- **Work task**
Produce an exact transcription of the listing below, omitting the pictures.

- **Data section**
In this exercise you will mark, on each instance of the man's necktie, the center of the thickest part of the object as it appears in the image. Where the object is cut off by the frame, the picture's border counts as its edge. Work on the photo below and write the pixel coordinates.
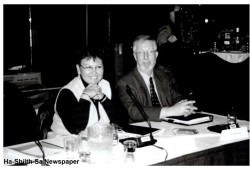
(154, 98)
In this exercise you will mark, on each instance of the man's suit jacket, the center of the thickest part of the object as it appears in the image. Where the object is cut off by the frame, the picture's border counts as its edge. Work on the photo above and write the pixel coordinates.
(167, 93)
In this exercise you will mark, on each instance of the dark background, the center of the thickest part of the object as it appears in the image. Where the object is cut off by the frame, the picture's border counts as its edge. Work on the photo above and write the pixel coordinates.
(60, 30)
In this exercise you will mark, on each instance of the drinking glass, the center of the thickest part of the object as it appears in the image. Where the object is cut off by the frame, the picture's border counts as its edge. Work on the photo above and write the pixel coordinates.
(83, 150)
(100, 143)
(70, 144)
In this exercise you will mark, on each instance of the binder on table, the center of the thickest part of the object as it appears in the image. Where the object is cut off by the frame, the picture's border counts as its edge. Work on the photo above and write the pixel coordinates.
(192, 119)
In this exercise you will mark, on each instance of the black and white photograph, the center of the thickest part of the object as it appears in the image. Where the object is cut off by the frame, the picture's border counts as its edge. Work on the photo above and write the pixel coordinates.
(125, 84)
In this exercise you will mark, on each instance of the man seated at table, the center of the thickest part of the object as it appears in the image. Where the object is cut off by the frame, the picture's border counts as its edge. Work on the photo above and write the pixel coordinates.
(162, 102)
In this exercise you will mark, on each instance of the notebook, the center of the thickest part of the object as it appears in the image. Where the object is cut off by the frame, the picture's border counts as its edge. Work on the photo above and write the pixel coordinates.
(192, 119)
(139, 129)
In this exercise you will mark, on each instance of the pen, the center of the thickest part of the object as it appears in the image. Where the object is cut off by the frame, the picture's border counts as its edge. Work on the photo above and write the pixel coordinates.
(52, 144)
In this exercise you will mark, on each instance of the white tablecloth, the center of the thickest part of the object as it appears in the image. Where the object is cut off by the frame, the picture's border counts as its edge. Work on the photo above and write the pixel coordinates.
(233, 56)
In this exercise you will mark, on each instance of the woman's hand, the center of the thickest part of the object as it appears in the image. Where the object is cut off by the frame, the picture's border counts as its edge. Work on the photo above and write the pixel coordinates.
(93, 91)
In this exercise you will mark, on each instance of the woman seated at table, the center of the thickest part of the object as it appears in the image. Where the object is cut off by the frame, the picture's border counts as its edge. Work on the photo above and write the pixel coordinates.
(87, 99)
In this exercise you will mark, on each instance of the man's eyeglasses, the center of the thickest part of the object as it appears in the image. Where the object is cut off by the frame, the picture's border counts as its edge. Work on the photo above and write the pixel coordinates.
(142, 53)
(90, 68)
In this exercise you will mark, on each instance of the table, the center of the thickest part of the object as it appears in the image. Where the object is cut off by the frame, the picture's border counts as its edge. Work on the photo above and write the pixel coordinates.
(231, 56)
(204, 148)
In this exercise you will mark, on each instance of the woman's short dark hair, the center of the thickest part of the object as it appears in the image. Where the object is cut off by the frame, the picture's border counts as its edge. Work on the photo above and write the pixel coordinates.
(89, 53)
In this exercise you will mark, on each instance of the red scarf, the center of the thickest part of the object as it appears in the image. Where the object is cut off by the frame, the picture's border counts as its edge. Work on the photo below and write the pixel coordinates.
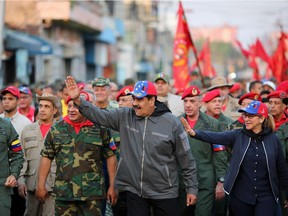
(77, 126)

- **Exercise response**
In this exercise you will mark, on each instance of the man's necktie, the center of the thickest part of the object as it appears in the image. Where the object is cut off by the frame, the picture's border counts as its edge. Work on the photo below and write the pixel coordinates.
(154, 98)
In this exercise you will mark, on each instance of the man's suit jacket, the center of the thickest part of the object as it appears in the image. Where the object is cut off by the frame, the picture's border counts as its edge. Work on the photo above and write the pixel coordinates.
(167, 93)
In this exercise you will mark, on each instance of the dark background, the center of the thickest part of the object as it appears in the image. Where the object is cut off by the frame, the picture's border counts as its edge. Work on the photo above and write the pixel coordinates.
(60, 30)
In this exercise you will mark, on each instance of the drinking glass, the center of the thickest part of the object as it appears in the image. Where the object is cut off by the frame, the picture's border counts as its edge. Work on the photo above and write the pixel coordinates.
(83, 150)
(100, 143)
(70, 144)
In this exercise you will mark, on each instance of the binder on table, the center of the thickest part of the object as it appears in the image. Where the object is cut off by the frame, the picture's border counts as its edge. Work on the photo above and write the pixel coordinates.
(192, 119)
In this exercise you will mark, on each instance of the black and white photograph, the center of the thickest part of the object as it appears in the image. Where the object is cut off by the frame, the picture's border counts as its edge. Work on the photo above and write the pixel coordinates.
(125, 84)
In this exercise you will mark, on each instance of the man seated at table, the center of the thickest part of the object as it appears in the image. Where the object is cut off by the frame, the picture's border counts as its edge. Work on the photo above and write the pixel coordinates.
(162, 102)
In this exercise you will mark, on each instance of the notebook, the center of the thickest part of the object as it appears in the image. Where the object is cut off by the frame, the picture's border counts as its edge. Work on the photo above and write the pixel coordinates.
(192, 119)
(139, 129)
In this exercise you will mark, on each instance of the pen, the center of the thickest part of the object as it appears in the image. Where the object is cut off by the frame, the picture's border counts as its edge. Work on the photo above and write the pixel coordinates.
(52, 144)
In this exercise you will mark, on each instance of the white tablecloth, the center of the thickest part of the object as it appears in the image. Where the object is cut off by the frame, the picture's border counts as its edge. Work on the photo above and write the pixel coordinates.
(233, 56)
In this exercise you will mark, on each instance of the woman's hand, the center of the thickest part of the object as it appears in the image. Where the object is cut off by the frame, the picture's border counts as its edge. Work on the photo above and write the pixel coordinates.
(93, 91)
In this exercise you will mark, on each instance of the woman seated at table, the center of the thickest part of the object as it appears in the image. Where the object is cut off by the frame, the picture's border counts as its edge. Work on the photo above and write the pixel coordinates.
(87, 99)
In this exercise you will mark, on each instance of the man's eyeglasses, the center of the thickest part of the object as it appears in the image. Where the object is cut off by the frame, the picture's border counts as its edge. Work on the photo above and write the pixel coordinates.
(142, 53)
(90, 68)
In this exercise you will mark, on each instance of the table, the center of the thickest part of the object as it appears in the image. Where the object is cut off by the frame, the picture's border counts as its edge. Work on the photo above and write the pixel coordinates.
(231, 56)
(204, 148)
In this exercise you will mark, on each instance of the woman's short dark hair, the center of the thickest part of the object as it appears in the image. Where the object is cut off by the frame, the picture's border counts as its edge. Work on the photo above and write the pixel coordinates.
(89, 53)
In this exercise you will mark, on each instance of the red scarf, the center of the thickest part of the object as it appears in the image. Where the object is cut off by the frame, the picture's border counts as its edge. Work on the photo below and write the pixel coordinates.
(77, 126)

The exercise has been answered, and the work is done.